---------- Document passage ----------

## anonymous one year ago Will give medal and become fan (accepting only correct answers)! Solve for x. (x^4 - 1) / (x^3) = 0

1. anonymous

2. zpupster

multply both sides by x^3 factor (x^2-1)(x^2+1) and again (x^2-1) = (x+1)(x-1) set to zero x+1=0 x-1=0 What are your roots??? (x^2+1) can never be 0 when y=0 x is?? see graph

3. Nnesha

okay so move x^3 to the right side as ~zpupster said multiply both sides by x^3

4. anonymous

Okay so then it would be $x ^{3} \times (x ^{4} - 1) \div x ^{3} = 0$

5. anonymous

But the x^3 can be cancelled so... the answer would be:$x ^{4} - 1 = 0$

6. anonymous

Right?

7. Nnesha

yep you need to multiply *both sides* so 0 times x^3 = 0 now apply difference of square rule

8. Nnesha

$\huge\rm a^2-b^2 =(a+b)(a-b)$

9. anonymous

$(x ^{2} + 1)(x ^{2} - 1)$

10. anonymous

$(x ^{2}+1)(x+1)(x-1)$

11. anonymous

Is that it?

---------- Given records ----------

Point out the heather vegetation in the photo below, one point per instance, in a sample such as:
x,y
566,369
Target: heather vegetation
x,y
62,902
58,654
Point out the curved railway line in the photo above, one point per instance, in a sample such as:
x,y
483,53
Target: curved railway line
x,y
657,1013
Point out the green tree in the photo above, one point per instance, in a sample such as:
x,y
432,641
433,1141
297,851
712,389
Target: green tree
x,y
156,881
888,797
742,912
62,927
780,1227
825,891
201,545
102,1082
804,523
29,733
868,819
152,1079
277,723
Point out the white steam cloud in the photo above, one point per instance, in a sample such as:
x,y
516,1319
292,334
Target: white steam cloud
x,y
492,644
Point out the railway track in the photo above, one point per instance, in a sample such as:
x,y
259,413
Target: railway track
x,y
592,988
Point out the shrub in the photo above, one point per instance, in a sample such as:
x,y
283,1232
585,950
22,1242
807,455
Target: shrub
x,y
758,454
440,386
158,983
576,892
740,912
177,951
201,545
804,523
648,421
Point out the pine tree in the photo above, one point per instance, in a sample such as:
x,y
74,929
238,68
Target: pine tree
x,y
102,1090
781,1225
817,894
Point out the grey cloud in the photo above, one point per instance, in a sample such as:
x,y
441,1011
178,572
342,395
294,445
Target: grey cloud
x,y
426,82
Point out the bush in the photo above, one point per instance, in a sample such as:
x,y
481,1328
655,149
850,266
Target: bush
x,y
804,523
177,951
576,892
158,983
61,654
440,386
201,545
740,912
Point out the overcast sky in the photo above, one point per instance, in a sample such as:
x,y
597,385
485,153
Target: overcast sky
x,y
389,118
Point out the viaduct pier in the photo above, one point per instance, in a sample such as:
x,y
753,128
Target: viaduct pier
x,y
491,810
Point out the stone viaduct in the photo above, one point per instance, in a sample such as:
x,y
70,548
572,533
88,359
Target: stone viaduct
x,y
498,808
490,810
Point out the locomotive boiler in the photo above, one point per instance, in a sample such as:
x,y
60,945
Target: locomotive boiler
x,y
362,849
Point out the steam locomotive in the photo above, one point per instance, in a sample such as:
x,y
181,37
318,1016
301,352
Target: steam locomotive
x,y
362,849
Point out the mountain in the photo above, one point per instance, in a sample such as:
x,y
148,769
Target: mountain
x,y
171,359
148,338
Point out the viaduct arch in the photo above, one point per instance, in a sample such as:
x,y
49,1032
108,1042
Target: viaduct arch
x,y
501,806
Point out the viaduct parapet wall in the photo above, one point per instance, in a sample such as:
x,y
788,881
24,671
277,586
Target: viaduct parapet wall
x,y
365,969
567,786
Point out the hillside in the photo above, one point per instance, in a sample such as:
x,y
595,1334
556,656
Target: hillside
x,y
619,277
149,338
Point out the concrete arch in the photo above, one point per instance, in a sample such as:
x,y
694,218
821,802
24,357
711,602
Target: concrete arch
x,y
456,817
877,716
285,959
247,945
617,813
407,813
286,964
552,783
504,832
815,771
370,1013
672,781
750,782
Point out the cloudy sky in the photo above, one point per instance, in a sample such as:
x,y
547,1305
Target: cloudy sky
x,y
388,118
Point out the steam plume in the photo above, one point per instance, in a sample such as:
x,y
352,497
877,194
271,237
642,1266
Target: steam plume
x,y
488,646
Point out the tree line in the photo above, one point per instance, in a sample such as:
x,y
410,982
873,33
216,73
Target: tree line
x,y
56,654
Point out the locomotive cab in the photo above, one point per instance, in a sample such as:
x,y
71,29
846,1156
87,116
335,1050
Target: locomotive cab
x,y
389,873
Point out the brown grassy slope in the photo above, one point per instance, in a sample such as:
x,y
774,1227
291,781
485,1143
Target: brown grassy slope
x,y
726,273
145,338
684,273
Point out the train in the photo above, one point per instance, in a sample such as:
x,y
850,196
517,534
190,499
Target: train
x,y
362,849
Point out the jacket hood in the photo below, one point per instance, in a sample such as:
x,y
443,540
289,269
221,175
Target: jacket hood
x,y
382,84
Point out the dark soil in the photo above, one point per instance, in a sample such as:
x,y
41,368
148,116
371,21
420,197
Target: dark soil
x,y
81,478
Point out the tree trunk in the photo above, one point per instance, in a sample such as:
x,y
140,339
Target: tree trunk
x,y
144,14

----------

→ **Written tasks**
1. In the forum thread on solving (x^4 - 1) / (x^3) = 0, rewrite the post beginning "multply both sides by x^3" as a short list of steps, keeping its main facts.
2. Extend the forum thread on solving (x^4 - 1) / (x^3) = 0 with the posts that would come after its final one.
The records have no connection to the forum thread on solving (x^4 - 1) / (x^3) = 0.

→ **The responses**
1.
- Multiply both sides by x^3.
- Factor x^4 - 1 as (x^2 - 1)(x^2 + 1).
- Factor x^2 - 1 again as (x + 1)(x - 1).
- Set x + 1 = 0 and x - 1 = 0.
- The factor x^2 + 1 can never be 0.

2.
12. Nnesha

yep right you would apply difference when there is negative sign so x^2-1 apply difference of square

13. Nnesha

14. Nnesha

yes right set all 3 parentheses equal to zero solve for x

15. anonymous

How do you find the square root of -1?

16. Nnesha

well do you need for this question ?

17. Nnesha

ohh gotcha so you will get an imaginary solution

18. anonymous

Is it going to be $\pm 1$

19. Nnesha

$\huge rm \sqrt{-1} = i$

20. anonymous

Oh like that! So the answer is x = 1, -1, and i

21. Nnesha

$\sqrt{-1}=i$

22. Nnesha

yep

23. anonymous

Alright thanks again!

24. Nnesha

my pleasure :=)